**TEXT SHOWN**.
+++

Key Takeaways

- Red teamers gained building access by offering to help maintenance crew shovel snow
- A hidden Raspberry Pi stayed undetected for two weeks, enabling full domain admin compromise
- Password spraying with 'winter2023!' yielded 50-60 employee account hits
Two professional red teamers walked into a client's building through an open maintenance door, helped shovel snow, and walked out with a hidden Raspberry Pi plugged into the corporate network. Two weeks later, they had domain admin access. The client never found the device.
The story, shared by Kristopher Johnson and his then-manager Dahvid Schloss at Echelon Risk + Cyber, illustrates how physical security failures cascade into full network compromise. It happened in 2023. The lessons still apply.
How did they get inside?
Johnson and a colleague named Michael arrived at the target office in winter. The maintenance crew had propped open a door. They walked through it into the mail room, where an employee immediately challenged them.
Their cover story: new IT employees without working badges. They mentioned nearly slipping on ice and offered to help shovel. The maintenance team accepted.
Michael shoveled. Johnson asked maintenance to let him inside so he could "set up Michael's laptop." They did. He was now free to roam the building.
Planting the Raspberry Pi
Johnson's goal was simple: plug a Raspberry Pi into the network, then attack remotely. His first attempt failed. The AV closet Ethernet port had network access control enabled. The Pi's LTE radio couldn't reach a signal from inside the closet either.
He moved to a conference room. One network port there had no access control. But the Pi would be visible to anyone walking in.
His solution: trash cans. He arranged them to hide the device. It worked.
Getting out proved harder than getting in. The front door required a badge swipe. Strangers refused to help. But the maintenance entrance? They swiped him out without hesitation. He waited in his car while Michael finished shoveling.

+++

**DATASET EXTRACT**.
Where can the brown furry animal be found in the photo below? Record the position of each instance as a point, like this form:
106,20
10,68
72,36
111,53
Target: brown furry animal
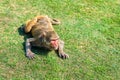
44,35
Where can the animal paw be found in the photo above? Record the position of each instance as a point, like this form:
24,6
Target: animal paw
64,56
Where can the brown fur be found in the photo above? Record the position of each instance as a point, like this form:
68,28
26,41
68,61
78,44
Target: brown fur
44,35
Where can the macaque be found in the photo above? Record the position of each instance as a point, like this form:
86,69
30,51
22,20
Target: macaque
44,35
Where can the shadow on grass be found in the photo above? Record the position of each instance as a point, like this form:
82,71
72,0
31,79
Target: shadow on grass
36,50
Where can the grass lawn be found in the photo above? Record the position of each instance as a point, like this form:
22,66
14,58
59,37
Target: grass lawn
90,29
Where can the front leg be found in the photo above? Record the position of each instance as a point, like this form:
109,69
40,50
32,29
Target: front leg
61,53
29,53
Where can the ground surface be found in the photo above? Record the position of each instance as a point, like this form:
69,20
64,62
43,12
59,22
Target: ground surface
90,29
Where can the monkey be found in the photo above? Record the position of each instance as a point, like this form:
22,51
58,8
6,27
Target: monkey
43,35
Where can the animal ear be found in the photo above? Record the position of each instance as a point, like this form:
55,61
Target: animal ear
30,24
43,34
54,21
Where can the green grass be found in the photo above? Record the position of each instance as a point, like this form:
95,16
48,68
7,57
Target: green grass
90,29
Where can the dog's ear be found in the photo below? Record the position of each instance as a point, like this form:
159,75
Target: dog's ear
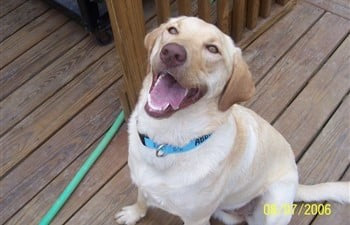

+++

**TASKS TO COMPLETE**.
1 – Rewrite the part of the Raspberry Pi break-in story between "Planting the Raspberry" and "anyone walking in.", inclusive, swapping "conference room" for "break room".
2 – Copy the records from the line containing "Where can the front" through the end of the records, inclusive, keeping the requests unchanged. Multiply every point coordinate in the answers by 1.55 and round to the nearest whole number, with halves going up. Leave out the pictures.

**ANSWER LIST**.
1 –
Planting the Raspberry Pi
Johnson's goal was simple: plug a Raspberry Pi into the network, then attack remotely. His first attempt failed. The AV closet Ethernet port had network access control enabled. The Pi's LTE radio couldn't reach a signal from inside the closet either.
He moved to a break room. One network port there had no access control. But the Pi would be visible to anyone walking in.

2 –
Where can the front leg be found in the photo above? Record the position of each instance as a point, like this form:
109,69
40,50
32,29
Target: front leg
95,82
45,82
Where can the ground surface be found in the photo above? Record the position of each instance as a point, like this form:
69,20
64,62
43,12
59,22
Target: ground surface
140,45
Where can the monkey be found in the photo above? Record the position of each instance as a point, like this form:
22,51
58,8
6,27
Target: monkey
67,54
Where can the animal ear be found in the photo above? Record the position of each instance as a point, like this form:
55,61
Target: animal ear
47,37
67,53
84,33
Where can the green grass be found in the photo above? Record the position of each instance as a point, like this form:
95,16
48,68
7,57
Target: green grass
140,45
Where can the dog's ear be found in the photo below? Record the position of each instance as a point, like this form:
159,75
Target: dog's ear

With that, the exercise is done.